掲載本文
-.-.-

知って納得・安心・有効活用! こどもの解熱剤
2015年07月28日
長野中央病院 副院長・小児科 医師 番場 誉
有効成分はアセトアミノフェン
こども用の熱さましの成分であるアセトアミノフェンは100年以上の歴史と実績から安全性の最も高い解熱剤で、妊婦や授乳中の女性、老人にもよく使います。こどものインフルエンザにも安心して使えます。
形による効果の違い
意外と知られていませんが、こども用解熱剤は坐薬よりも飲み薬のほうが効果があります。
坐薬のほうが効くのでは?という誤解の理由として考えられるのは、大人の解熱剤は坐薬のほうがよく効くからだろうと思いますが、大人の熱さましは坐薬と飲み薬とでそもそも中身が違うからで、こども用には当てはまりません。
効果が出るまでの時間と効果の程度・持続
効果の出始めは30分、十分な効果はそこから3時間程度で、6時間たつとまったく効果がなくなります。最も効いている数時間は体温がおよそ1.5℃前後下がります。だから、大人用解熱剤のように平熱まで下がる効果を期待してがっかりしたり不安になる必要はありません。こどもにはそれが安全なのです。
解熱剤を使うことは悪いことではありません
「熱は下げないほうがかぜは早く治る」という見解がありますが、これはアンチ西洋医学派が強調する都市伝説みたいなもので、実際はそんなことはありません。
そもそも解熱剤を使う・使わないは、かぜの治りには影響しません。つまり、使ったほうが早く治るということもなく、ただ使いたいときに使ってみることです。効果がどれくらいかは使ってみれば分かります。
ぜひとも常備薬に
このようにこどもの解熱剤は気楽で頼りになる薬です。医師に出されて残った分は常備薬として保管し、後日に医師の診察を受けなくとも使ってよいです。
有効期限を知りたい方は、薬をもらうときに薬剤師に聞けば教えてくれます。幸い製造後有効期限は3年と長いので1~2年は安心して使えます。

-.-.-

参考資料
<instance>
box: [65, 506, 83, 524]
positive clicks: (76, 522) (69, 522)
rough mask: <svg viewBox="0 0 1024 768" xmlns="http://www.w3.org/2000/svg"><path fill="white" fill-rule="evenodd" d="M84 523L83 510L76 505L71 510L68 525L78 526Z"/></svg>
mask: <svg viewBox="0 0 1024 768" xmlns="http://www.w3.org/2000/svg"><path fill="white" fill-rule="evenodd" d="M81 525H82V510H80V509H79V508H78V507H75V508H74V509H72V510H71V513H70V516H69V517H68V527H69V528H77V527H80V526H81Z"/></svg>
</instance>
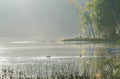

-.-.-

情報の活用
1. こどもの解熱剤の記事によると、解熱剤が最も効いている数時間に、体温はおよそ何度下がりますか。
2. こどもの解熱剤の記事の「知って納得・安心・有効活用! こどもの解熱剤」から「際はそんなことはありません。」までを書き写してください。

解答一覧
1. およそ1.5℃前後下がります。

2.
知って納得・安心・有効活用! こどもの解熱剤
2015年07月28日
長野中央病院 副院長・小児科 医師 番場 誉
有効成分はアセトアミノフェン
こども用の熱さましの成分であるアセトアミノフェンは100年以上の歴史と実績から安全性の最も高い解熱剤で、妊婦や授乳中の女性、老人にもよく使います。こどものインフルエンザにも安心して使えます。
形による効果の違い
意外と知られていませんが、こども用解熱剤は坐薬よりも飲み薬のほうが効果があります。
坐薬のほうが効くのでは?という誤解の理由として考えられるのは、大人の解熱剤は坐薬のほうがよく効くからだろうと思いますが、大人の熱さましは坐薬と飲み薬とでそもそも中身が違うからで、こども用には当てはまりません。
効果が出るまでの時間と効果の程度・持続
効果の出始めは30分、十分な効果はそこから3時間程度で、6時間たつとまったく効果がなくなります。最も効いている数時間は体温がおよそ1.5℃前後下がります。だから、大人用解熱剤のように平熱まで下がる効果を期待してがっかりしたり不安になる必要はありません。こどもにはそれが安全なのです。
解熱剤を使うことは悪いことではありません
「熱は下げないほうがかぜは早く治る」という見解がありますが、これはアンチ西洋医学派が強調する都市伝説みたいなもので、実際はそんなことはありません。